Data section:

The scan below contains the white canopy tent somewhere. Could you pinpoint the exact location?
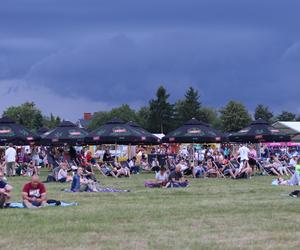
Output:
[273,121,300,142]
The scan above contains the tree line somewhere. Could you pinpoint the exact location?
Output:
[3,86,300,134]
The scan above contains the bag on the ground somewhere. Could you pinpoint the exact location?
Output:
[289,190,300,198]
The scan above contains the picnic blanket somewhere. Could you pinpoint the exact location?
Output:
[7,201,78,208]
[64,187,130,193]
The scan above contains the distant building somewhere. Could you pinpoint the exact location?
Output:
[77,113,93,129]
[273,121,300,142]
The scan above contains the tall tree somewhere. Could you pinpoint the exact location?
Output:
[136,107,150,129]
[3,102,43,130]
[254,104,273,122]
[175,87,201,125]
[277,111,296,122]
[148,86,174,133]
[220,101,251,132]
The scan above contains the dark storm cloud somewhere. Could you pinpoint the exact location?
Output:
[0,0,300,115]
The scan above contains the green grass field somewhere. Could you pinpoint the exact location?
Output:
[0,173,300,249]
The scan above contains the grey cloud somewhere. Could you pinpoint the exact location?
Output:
[0,0,300,116]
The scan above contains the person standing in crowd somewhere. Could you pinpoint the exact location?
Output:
[236,145,250,174]
[22,175,47,208]
[5,143,17,176]
[0,171,13,208]
[102,149,112,162]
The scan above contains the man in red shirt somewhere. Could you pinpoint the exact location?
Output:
[22,175,47,208]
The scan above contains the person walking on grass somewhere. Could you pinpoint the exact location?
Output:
[5,143,17,176]
[22,175,47,208]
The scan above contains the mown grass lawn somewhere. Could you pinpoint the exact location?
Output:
[0,173,300,249]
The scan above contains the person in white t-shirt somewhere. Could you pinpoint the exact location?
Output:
[5,143,17,176]
[236,145,250,176]
[155,167,169,186]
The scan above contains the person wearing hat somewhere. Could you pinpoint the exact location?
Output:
[0,171,13,208]
[5,143,17,176]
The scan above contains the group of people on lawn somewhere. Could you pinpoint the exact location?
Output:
[0,171,47,208]
[0,144,300,207]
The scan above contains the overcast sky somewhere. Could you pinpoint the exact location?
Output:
[0,0,300,121]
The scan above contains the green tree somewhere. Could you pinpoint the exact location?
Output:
[277,111,296,122]
[254,104,273,122]
[148,86,174,133]
[137,107,150,129]
[175,87,203,125]
[220,101,251,132]
[3,102,43,130]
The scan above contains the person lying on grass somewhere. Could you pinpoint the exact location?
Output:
[69,167,129,193]
[0,171,13,208]
[166,165,188,187]
[22,175,47,208]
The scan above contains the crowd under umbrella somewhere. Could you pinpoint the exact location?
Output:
[36,127,49,136]
[0,117,40,145]
[229,119,291,143]
[86,118,155,145]
[41,121,88,146]
[162,118,224,143]
[127,121,160,145]
[162,118,225,161]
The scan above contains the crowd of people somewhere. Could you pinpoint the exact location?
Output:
[0,144,300,208]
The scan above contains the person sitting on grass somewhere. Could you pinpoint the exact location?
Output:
[204,158,221,177]
[113,159,130,177]
[277,159,300,186]
[145,167,168,188]
[0,171,13,208]
[57,163,72,183]
[193,161,206,178]
[96,162,118,178]
[22,175,47,208]
[166,165,188,187]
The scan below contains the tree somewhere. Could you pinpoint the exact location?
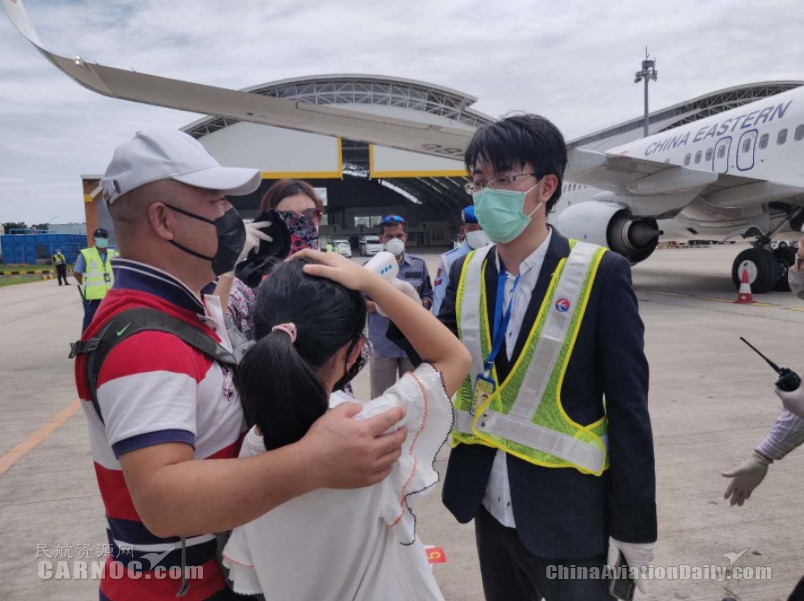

Required task:
Render every line of the listing above as a numbered list, skipping blank lines and leaving out the pictures.

Written response:
1. The scan below contains the white canopy tent somewhere. Could you pinpoint the exact location?
2. Output:
3. [273,121,300,142]
4. The scan above contains the tree line somewhere. Could you pinpoint the exact location?
5. Output:
6. [3,86,300,134]
7. The scan above contains the bag on the ground somewhere. Could you pinpoint the exact location?
8. Output:
9. [289,190,300,198]
10. The scan above contains the picnic blanket somewhere. Could you pinpoint the exact location?
11. Output:
12. [7,201,78,208]
13. [64,187,130,193]
14. The scan above contains the distant building somewhere. Could you pinpoint the exact location?
15. Output:
16. [77,113,93,129]
17. [273,121,300,142]
18. The scan above contains the tall tree somewhere. Could you pinpoint the exact location?
19. Output:
20. [136,107,150,129]
21. [3,102,43,130]
22. [254,104,273,122]
23. [175,87,201,125]
24. [277,111,296,122]
25. [148,86,174,133]
26. [220,101,251,132]
27. The scan above contains the dark storm cloud somewhere. Could you pinpoint the exact location?
28. Output:
29. [0,0,300,115]
30. The scan above contains the green grass field somewhere. Could you pinpoint the exact location?
31. Output:
32. [0,173,300,249]
33. The scan above contains the grey cloud somewhere. Could you pinpoint the exact location?
34. Output:
35. [0,0,300,116]
36. The scan above contains the person standing in crowd somewhere. Could you pinpoint the exact location?
37. Output:
38. [236,145,250,174]
39. [22,175,47,208]
40. [5,143,17,176]
41. [0,171,13,208]
42. [102,149,112,162]
43. The scan above contains the man in red shirt somewhere. Could you pinpoint the exact location?
44. Output:
45. [22,175,47,208]
46. The scan above contains the person walking on grass somewhere. Could you pinpoint the exact location?
47. Output:
48. [5,143,17,176]
49. [22,175,47,208]
50. The scan above contains the mown grass lawn somewhere. Could you pinpoint the exact location?
51. Output:
52. [0,173,300,249]
53. The scan above contains the person in white t-shirt somewhere. Could you pinpoint the exact location?
54. Output:
55. [5,143,17,176]
56. [236,145,250,176]
57. [155,167,169,186]
58. The scan above contains the person wearing hat somewhere. Could you pinpoint the exact location?
59. Output:
60. [0,171,13,208]
61. [5,143,17,176]
62. The scan above contains the group of people on lawn somewhere. Could you pinpoint the exact location?
63. Output:
64. [0,171,47,208]
65. [0,144,300,207]
66. The scan above contains the overcast sky somewhere. Could you pinpoint the exact location?
67. Output:
68. [0,0,300,121]
69. The scan above contains the green tree somewhere. Could you pinpoint the exact location?
70. Output:
71. [277,111,296,122]
72. [254,104,273,122]
73. [148,86,174,133]
74. [137,107,150,129]
75. [175,87,203,125]
76. [220,101,251,132]
77. [3,102,43,130]
78. The scan above contains the person lying on grass somewhere. Could you pinpoint the exact location?
79. Output:
80. [69,167,129,193]
81. [0,171,13,208]
82. [166,165,188,187]
83. [22,175,47,208]
84. The scan above contains the crowd under umbrella somewhere. Could you pinpoint the exact location?
85. Output:
86. [36,127,49,136]
87. [0,117,40,145]
88. [229,119,291,143]
89. [86,118,155,145]
90. [41,121,88,146]
91. [162,118,224,143]
92. [127,121,160,145]
93. [162,118,225,161]
94. The scan above contains the crowd of people somewhere. Could you pinpoint the exact location?
95. Output:
96. [0,144,300,208]
97. The scan above contains the person sitting on grass somewhere. Could you pinpoint the exact location?
98. Output:
99. [204,158,221,177]
100. [113,159,130,177]
101. [277,159,300,186]
102. [145,167,168,188]
103. [0,171,13,208]
104. [57,163,72,183]
105. [193,161,206,178]
106. [96,162,118,178]
107. [22,175,47,208]
108. [166,165,188,187]
109. The scan below contains the tree somewhere. Could you pinpoint the exact location?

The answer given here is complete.